▸ **INSTRUCTION**: Pick out each line in the data below that contains the word "window" and copy those lines. Case matters.

▸ **EXTRACTED ENTRIES**:
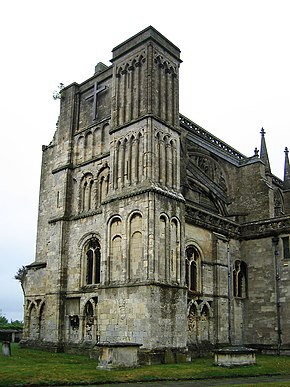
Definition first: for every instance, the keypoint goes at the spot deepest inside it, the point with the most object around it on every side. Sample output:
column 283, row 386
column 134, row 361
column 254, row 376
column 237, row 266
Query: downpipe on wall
column 275, row 241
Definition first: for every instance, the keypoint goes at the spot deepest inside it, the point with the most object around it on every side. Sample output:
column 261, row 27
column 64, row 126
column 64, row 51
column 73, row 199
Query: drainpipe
column 275, row 241
column 229, row 294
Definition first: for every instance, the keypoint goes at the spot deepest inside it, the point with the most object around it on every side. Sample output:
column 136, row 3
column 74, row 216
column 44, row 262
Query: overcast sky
column 234, row 80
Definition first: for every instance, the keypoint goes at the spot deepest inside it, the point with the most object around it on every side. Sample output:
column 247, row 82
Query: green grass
column 34, row 367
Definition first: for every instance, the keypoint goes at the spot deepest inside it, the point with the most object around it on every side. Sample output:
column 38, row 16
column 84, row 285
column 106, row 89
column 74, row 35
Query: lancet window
column 240, row 279
column 92, row 262
column 286, row 247
column 87, row 193
column 192, row 268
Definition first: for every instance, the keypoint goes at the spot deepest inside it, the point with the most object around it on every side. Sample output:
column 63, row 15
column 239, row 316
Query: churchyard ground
column 35, row 367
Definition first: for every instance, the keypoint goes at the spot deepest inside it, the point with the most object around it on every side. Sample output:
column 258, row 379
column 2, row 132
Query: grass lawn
column 34, row 367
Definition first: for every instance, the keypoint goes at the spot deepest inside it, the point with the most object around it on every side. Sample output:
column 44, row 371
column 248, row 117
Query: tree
column 3, row 321
column 57, row 93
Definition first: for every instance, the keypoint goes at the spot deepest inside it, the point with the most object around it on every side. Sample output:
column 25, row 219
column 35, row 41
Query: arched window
column 92, row 262
column 240, row 279
column 87, row 193
column 192, row 268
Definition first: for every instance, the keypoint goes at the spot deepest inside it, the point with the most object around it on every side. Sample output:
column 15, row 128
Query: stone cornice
column 266, row 228
column 142, row 190
column 212, row 222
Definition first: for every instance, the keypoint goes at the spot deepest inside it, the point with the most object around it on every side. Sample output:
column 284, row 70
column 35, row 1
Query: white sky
column 234, row 79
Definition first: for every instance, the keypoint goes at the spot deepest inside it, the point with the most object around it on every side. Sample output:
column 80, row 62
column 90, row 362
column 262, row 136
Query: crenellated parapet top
column 212, row 222
column 265, row 228
column 251, row 230
column 197, row 130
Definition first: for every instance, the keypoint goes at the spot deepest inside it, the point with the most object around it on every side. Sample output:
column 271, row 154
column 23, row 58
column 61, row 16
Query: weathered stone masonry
column 142, row 214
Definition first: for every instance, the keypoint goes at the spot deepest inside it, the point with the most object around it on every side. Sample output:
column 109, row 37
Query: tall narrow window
column 240, row 279
column 192, row 268
column 286, row 248
column 93, row 262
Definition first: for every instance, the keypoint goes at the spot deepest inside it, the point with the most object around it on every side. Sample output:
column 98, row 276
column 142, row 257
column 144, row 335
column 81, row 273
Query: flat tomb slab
column 118, row 355
column 235, row 356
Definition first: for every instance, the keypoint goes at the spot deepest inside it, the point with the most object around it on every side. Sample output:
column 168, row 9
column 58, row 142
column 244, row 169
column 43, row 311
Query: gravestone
column 118, row 355
column 235, row 356
column 6, row 348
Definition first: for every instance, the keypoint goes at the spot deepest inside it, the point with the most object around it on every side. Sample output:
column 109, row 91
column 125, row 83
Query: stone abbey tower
column 151, row 230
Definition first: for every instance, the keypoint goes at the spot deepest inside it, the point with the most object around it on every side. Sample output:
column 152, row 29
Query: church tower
column 109, row 265
column 144, row 274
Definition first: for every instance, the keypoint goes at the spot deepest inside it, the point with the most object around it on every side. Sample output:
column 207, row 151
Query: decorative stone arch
column 240, row 279
column 278, row 202
column 91, row 259
column 80, row 148
column 97, row 141
column 199, row 317
column 192, row 321
column 175, row 252
column 33, row 327
column 163, row 247
column 87, row 192
column 116, row 254
column 89, row 314
column 135, row 236
column 89, row 145
column 193, row 266
column 42, row 316
column 102, row 182
column 36, row 318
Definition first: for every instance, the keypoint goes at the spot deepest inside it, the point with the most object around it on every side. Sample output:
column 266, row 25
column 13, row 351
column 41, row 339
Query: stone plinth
column 118, row 355
column 235, row 356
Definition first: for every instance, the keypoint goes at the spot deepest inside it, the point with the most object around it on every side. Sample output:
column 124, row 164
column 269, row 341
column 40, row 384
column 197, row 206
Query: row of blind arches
column 192, row 260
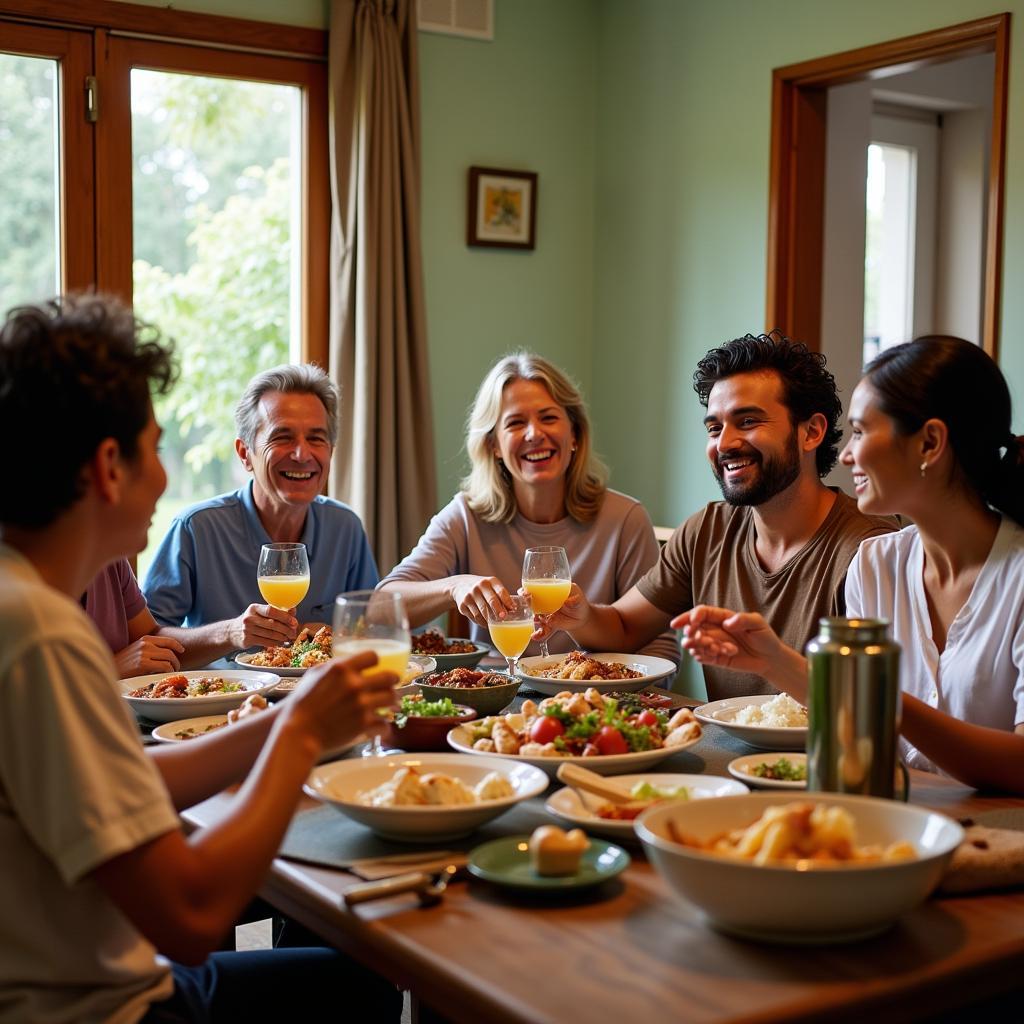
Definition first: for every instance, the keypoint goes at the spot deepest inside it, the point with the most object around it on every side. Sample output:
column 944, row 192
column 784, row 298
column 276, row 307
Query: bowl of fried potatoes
column 824, row 867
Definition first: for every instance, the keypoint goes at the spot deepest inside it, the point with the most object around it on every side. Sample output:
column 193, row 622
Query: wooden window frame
column 796, row 193
column 109, row 37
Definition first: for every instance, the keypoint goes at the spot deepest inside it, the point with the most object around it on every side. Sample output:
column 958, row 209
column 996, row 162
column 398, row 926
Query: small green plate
column 506, row 862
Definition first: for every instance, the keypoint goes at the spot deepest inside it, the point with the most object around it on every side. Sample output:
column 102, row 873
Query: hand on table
column 742, row 641
column 263, row 626
column 148, row 654
column 473, row 595
column 338, row 700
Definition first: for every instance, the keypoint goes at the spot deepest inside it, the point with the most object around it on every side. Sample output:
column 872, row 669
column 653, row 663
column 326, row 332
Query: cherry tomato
column 545, row 729
column 610, row 740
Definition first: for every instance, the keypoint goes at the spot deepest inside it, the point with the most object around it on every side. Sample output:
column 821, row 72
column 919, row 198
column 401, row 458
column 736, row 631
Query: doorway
column 799, row 155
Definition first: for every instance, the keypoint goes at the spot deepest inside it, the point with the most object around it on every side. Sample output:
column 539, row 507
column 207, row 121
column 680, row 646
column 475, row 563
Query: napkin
column 991, row 855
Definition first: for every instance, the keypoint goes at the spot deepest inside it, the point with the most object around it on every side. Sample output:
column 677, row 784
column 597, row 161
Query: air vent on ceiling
column 473, row 18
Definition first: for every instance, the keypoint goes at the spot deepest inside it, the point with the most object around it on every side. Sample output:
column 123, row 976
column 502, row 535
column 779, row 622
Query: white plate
column 420, row 663
column 653, row 669
column 172, row 709
column 246, row 662
column 578, row 808
column 607, row 764
column 339, row 784
column 722, row 713
column 739, row 768
column 166, row 734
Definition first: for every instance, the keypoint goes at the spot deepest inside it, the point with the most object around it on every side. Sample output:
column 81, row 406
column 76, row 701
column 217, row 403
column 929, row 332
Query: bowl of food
column 769, row 722
column 449, row 652
column 579, row 671
column 421, row 724
column 822, row 867
column 585, row 728
column 167, row 696
column 425, row 798
column 602, row 817
column 486, row 692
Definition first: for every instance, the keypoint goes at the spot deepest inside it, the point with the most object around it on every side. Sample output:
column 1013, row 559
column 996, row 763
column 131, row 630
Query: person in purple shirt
column 118, row 609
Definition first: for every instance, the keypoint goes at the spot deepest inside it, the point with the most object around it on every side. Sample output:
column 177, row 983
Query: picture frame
column 502, row 208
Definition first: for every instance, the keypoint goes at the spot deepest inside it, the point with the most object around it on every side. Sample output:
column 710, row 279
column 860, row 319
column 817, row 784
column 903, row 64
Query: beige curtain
column 384, row 463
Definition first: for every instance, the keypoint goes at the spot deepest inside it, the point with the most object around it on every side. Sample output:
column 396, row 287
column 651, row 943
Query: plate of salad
column 608, row 736
column 771, row 771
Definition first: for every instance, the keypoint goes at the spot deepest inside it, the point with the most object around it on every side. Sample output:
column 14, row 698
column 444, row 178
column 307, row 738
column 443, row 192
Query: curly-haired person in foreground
column 780, row 542
column 98, row 879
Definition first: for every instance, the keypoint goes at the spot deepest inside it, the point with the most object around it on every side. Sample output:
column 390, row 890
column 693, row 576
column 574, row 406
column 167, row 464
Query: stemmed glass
column 283, row 574
column 547, row 579
column 511, row 634
column 373, row 620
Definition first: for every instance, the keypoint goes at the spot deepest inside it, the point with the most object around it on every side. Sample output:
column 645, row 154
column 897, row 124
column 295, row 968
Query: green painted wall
column 523, row 101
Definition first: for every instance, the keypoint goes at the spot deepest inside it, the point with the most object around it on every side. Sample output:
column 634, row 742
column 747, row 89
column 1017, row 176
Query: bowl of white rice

▸ **ANSWER IN FULL**:
Query: lancet window
Query: arched window
Query: tall narrow window
Query: wooden window frame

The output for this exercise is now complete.